## start Data listing
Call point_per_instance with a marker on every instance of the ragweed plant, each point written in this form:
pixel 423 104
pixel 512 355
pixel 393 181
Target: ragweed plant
## end Data listing
▶ _Problem_:
Extract every line of the entries above without changing a character.

▶ _Written answer_:
Call point_per_instance with a marker on every instance of the ragweed plant, each point written in this form:
pixel 423 104
pixel 512 355
pixel 393 181
Target: ragweed plant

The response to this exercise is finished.